**DIRECTION A**
Copy the listing word for word, covering the stretch from its first line through the line that contains "[58,41,62,47]", with both of those lines included, and leave the pictures out of your copy.

**PASSAGE PROVIDED**
•••

What’s the biggest obstacle to delivering clean energy?
Welcome back from a long and psychically draining Election Week break. This is Bright Ideas, a weekly newsletter about the rise of clean energy, written by me, journalist Julian Spector.
If you’re just joining us, I’d recommend subscribing, because it’s free and then you’ll never have to wonder what’s really going on with clean energy.
And if you’re an avid subscriber, and you have friends who are wondering how to sound smart about clean energy once President Elect Joe Biden takes office, sign them up!
And a couple programming notes: This week, the company I work for, Greentech Media, is hosting a virtual Energy Storage Summit. We’ve got interviews with the leading movers and shakers in this industry, which is crucial to delivering a cleaner electricity system. I’ll be hosting a bunch of panels and discussions from my home studio with my new LED ring light to illuminate my face.
Also, Wednesday is the annual Energy Conference at Duke University, my alma mater. They’ve got talks with ace energy journalist Amy Harder of Axios, and Carmichael Roberts of Breakthrough Energy Ventures, which is putting millions of dollars into crucial climate technologies. Back when I was on campus, everyone just talked about investment banking and consulting. Now there’s an annual career fair with dozens of energy employers coming to pick up talent. Those times, they change.
Election week is over, though Republicans doesn’t seem to think so.
I’m too early to wade into predictions about the pathway for a clean energy overhaul in a divided Washington. But it’s clear that the kind of landmark clean energy stimulus Joe Biden ran on depends on a supportive Senate, and we’ll have to wait for the Georgia runoffs to see how that looks.

•••

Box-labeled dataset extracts
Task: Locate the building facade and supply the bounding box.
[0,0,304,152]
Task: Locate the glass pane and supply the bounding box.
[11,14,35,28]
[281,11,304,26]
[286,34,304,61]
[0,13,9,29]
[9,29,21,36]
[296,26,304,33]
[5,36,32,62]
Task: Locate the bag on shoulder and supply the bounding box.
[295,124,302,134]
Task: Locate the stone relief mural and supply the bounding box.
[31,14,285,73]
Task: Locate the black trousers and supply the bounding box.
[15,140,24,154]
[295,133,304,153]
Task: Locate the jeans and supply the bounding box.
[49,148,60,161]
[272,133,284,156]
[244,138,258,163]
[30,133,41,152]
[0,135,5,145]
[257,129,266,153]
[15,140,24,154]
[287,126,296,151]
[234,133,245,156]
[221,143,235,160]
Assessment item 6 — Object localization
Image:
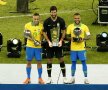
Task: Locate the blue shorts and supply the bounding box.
[26,47,42,61]
[70,50,86,61]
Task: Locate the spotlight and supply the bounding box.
[7,38,22,58]
[0,33,3,51]
[96,32,108,52]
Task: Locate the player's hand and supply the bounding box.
[48,41,53,47]
[58,41,62,47]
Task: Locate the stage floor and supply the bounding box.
[0,64,108,84]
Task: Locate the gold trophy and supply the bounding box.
[51,23,60,47]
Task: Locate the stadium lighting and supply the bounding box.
[7,38,22,58]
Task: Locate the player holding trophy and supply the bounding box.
[43,6,67,84]
[67,13,90,84]
[24,13,44,84]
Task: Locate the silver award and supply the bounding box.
[51,23,60,47]
[24,30,41,46]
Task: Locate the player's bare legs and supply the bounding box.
[47,58,53,84]
[58,57,68,84]
[24,61,31,84]
[37,61,44,84]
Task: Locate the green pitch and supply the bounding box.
[0,0,108,64]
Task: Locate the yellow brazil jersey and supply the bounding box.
[67,23,90,51]
[25,22,43,48]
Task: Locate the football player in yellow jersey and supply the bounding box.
[67,13,90,84]
[24,13,44,84]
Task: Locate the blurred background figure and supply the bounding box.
[0,0,7,5]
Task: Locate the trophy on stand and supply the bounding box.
[24,30,41,46]
[51,23,60,47]
[73,27,81,42]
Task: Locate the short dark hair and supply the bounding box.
[50,6,57,12]
[33,13,40,16]
[74,13,80,16]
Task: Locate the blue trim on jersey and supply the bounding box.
[26,47,42,61]
[70,50,86,61]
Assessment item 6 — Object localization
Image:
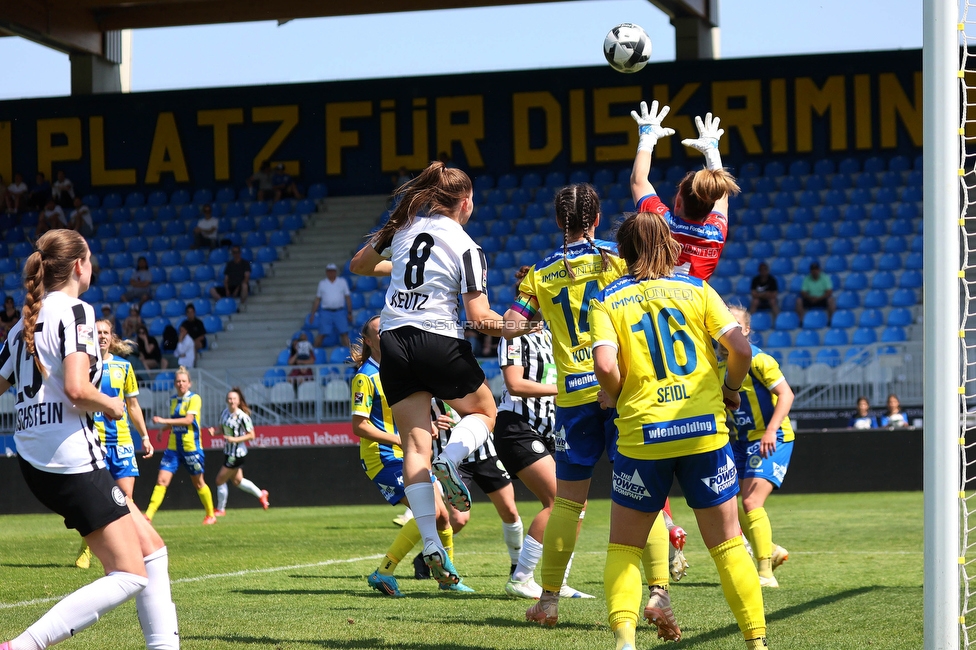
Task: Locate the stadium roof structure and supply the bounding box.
[0,0,718,60]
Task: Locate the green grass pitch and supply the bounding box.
[0,493,922,650]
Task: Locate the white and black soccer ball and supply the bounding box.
[603,23,651,72]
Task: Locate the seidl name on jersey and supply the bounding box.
[390,289,430,309]
[17,402,64,431]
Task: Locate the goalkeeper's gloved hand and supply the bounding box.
[681,113,725,170]
[630,100,674,153]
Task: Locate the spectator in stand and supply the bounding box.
[247,160,274,201]
[51,169,75,210]
[136,325,163,370]
[312,264,352,348]
[210,246,251,303]
[177,303,207,350]
[7,174,30,214]
[174,322,195,368]
[0,296,20,341]
[796,262,837,323]
[271,163,302,201]
[288,332,315,386]
[193,205,219,248]
[847,397,878,429]
[123,257,152,306]
[122,305,146,341]
[68,196,95,238]
[749,262,779,320]
[35,197,68,237]
[881,393,908,429]
[30,172,51,210]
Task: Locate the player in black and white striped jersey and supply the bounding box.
[210,386,270,517]
[500,266,592,599]
[0,230,180,650]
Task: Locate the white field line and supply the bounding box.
[0,555,383,609]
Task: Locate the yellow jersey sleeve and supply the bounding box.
[122,363,139,398]
[352,372,373,418]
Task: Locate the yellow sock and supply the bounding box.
[608,540,644,636]
[197,483,213,517]
[379,517,422,576]
[146,485,166,521]
[438,524,454,564]
[746,508,773,578]
[540,497,583,591]
[641,514,671,587]
[708,536,766,641]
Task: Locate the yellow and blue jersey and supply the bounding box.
[352,359,403,479]
[95,355,139,447]
[167,391,203,452]
[589,275,739,460]
[718,345,796,442]
[512,240,627,407]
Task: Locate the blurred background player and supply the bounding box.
[350,316,454,598]
[350,161,502,584]
[146,366,217,526]
[589,212,767,650]
[504,183,670,627]
[75,319,153,569]
[209,386,271,517]
[718,306,795,587]
[630,101,739,280]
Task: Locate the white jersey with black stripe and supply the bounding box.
[498,329,556,436]
[376,214,488,339]
[0,291,105,474]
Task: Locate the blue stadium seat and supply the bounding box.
[851,327,878,345]
[864,289,888,309]
[881,325,908,343]
[169,190,190,205]
[803,239,827,257]
[773,311,800,330]
[797,309,827,330]
[169,264,192,284]
[871,271,895,289]
[891,289,917,307]
[857,237,881,255]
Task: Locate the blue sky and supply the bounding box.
[0,0,922,100]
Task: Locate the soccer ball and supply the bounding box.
[603,23,651,72]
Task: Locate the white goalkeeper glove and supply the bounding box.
[681,113,725,170]
[630,100,674,153]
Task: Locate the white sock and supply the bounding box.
[217,483,230,510]
[512,535,542,582]
[136,546,180,650]
[403,482,441,548]
[502,518,522,564]
[237,478,261,499]
[10,571,149,650]
[440,415,490,466]
[563,553,576,585]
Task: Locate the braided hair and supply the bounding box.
[553,183,610,279]
[21,229,88,375]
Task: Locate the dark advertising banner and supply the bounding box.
[0,50,922,194]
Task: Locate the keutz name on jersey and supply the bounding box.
[16,402,64,431]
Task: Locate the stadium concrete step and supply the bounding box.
[197,195,388,371]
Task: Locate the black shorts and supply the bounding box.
[380,327,485,406]
[493,411,556,476]
[18,457,129,537]
[462,454,512,494]
[224,456,247,469]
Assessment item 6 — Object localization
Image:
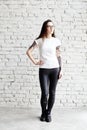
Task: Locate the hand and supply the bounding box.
[35,60,44,65]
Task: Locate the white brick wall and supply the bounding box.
[0,0,87,107]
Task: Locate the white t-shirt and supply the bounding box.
[35,37,61,69]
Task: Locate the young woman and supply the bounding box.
[26,19,62,122]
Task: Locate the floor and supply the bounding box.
[0,108,87,130]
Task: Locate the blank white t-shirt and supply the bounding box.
[35,37,61,69]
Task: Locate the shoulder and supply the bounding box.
[34,38,42,44]
[54,37,61,46]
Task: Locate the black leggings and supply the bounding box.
[39,68,59,113]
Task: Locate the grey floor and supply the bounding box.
[0,108,87,130]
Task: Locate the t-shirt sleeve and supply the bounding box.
[56,39,61,47]
[35,38,41,45]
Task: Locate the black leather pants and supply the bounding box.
[39,68,59,113]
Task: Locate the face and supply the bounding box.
[47,22,54,35]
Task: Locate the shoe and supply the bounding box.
[45,112,52,122]
[40,113,46,121]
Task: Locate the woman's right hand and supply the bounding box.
[35,60,44,65]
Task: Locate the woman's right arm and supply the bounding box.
[26,41,43,65]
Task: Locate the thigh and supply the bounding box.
[49,68,59,92]
[39,69,49,95]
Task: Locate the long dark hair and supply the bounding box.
[36,19,55,39]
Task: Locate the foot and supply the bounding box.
[40,113,46,121]
[45,112,52,122]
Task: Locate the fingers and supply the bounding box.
[36,60,44,65]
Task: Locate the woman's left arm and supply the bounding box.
[56,46,62,79]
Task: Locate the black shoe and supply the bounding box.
[40,113,46,121]
[45,112,52,122]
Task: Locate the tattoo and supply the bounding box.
[29,41,36,49]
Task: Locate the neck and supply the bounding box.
[46,34,52,38]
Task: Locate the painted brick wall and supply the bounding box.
[0,0,87,107]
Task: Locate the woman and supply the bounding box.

•••

**DIRECTION B**
Resume the newsletter about clean energy, picking up right after its last sentence.

**WRITTEN REPLY A**
Task: Locate the building facade and supply the bounding box.
[0,0,304,152]
Task: Locate the glass pane and supply the bounding box.
[11,14,35,28]
[281,11,304,26]
[286,34,304,61]
[0,13,9,29]
[9,29,21,36]
[296,26,304,33]
[5,36,32,62]
Task: Locate the bag on shoulder and supply the bounding box.
[295,124,302,134]
Task: Locate the stone relief mural and supply the bounding box.
[31,14,285,73]
Task: Locate the black trousers and supply the bounding box.
[15,140,24,154]
[295,133,304,153]
Task: Locate the jeans and supply the bounding box.
[49,148,60,161]
[272,133,284,156]
[244,138,258,163]
[30,133,41,152]
[0,135,5,145]
[257,129,266,153]
[15,140,24,154]
[287,126,296,151]
[234,133,245,156]
[221,143,235,160]
Assessment item 6 — Object localization
Image:
Task: Locate the blue shorts and supply the bounding box.
[26,47,42,61]
[70,50,86,61]
Task: Locate the spotlight and supply the bounding box.
[7,38,22,58]
[0,33,3,51]
[96,32,108,52]
Task: Locate the player's hand and supply the bounding box.
[48,41,53,47]
[58,41,62,47]

**WRITTEN REPLY B**
I’d caution against assuming that Democratic control of Congress necessarily translates into meaningful climate or energy legislation. Case in point: even before Biden’s win was officially called, centrist Democrats got to work blaming losses in hotly contested House races on progressive people and their “unprofessional and unrealistic” ideas. As Ryan Grim and Akela Lacy observed in The Intercept:
Democrats insisting that progressive issues are losing policies have yet to articulate what their winning agenda would be, now that getting Trump out of the White House is no longer the mission.
If this kerfuffle is any indication, a full-fledged Green New Deal is too hot for Democrats to handle, even if they locked down the Senate. Stay tuned for a couple months of wonky explainers on how to do the most with executive branch regulatory powers.
But in the mean time, I’m going to pick back up with my series of debates on key questions concerning the future of clean energy. This week, I’m looking at what are the biggest obstacles to accelerating clean energy uptake. Figuring out the primary obstacle is the first step to overcoming it.
Instead of a point/counterpoint debate, it’ll be a series of ideas vying for your attention. But as with the earlier debates, I want to hear what resonates with you, dear reader. Which is the biggest obstacle? Which is the most overrated? What am I neglecting entirely?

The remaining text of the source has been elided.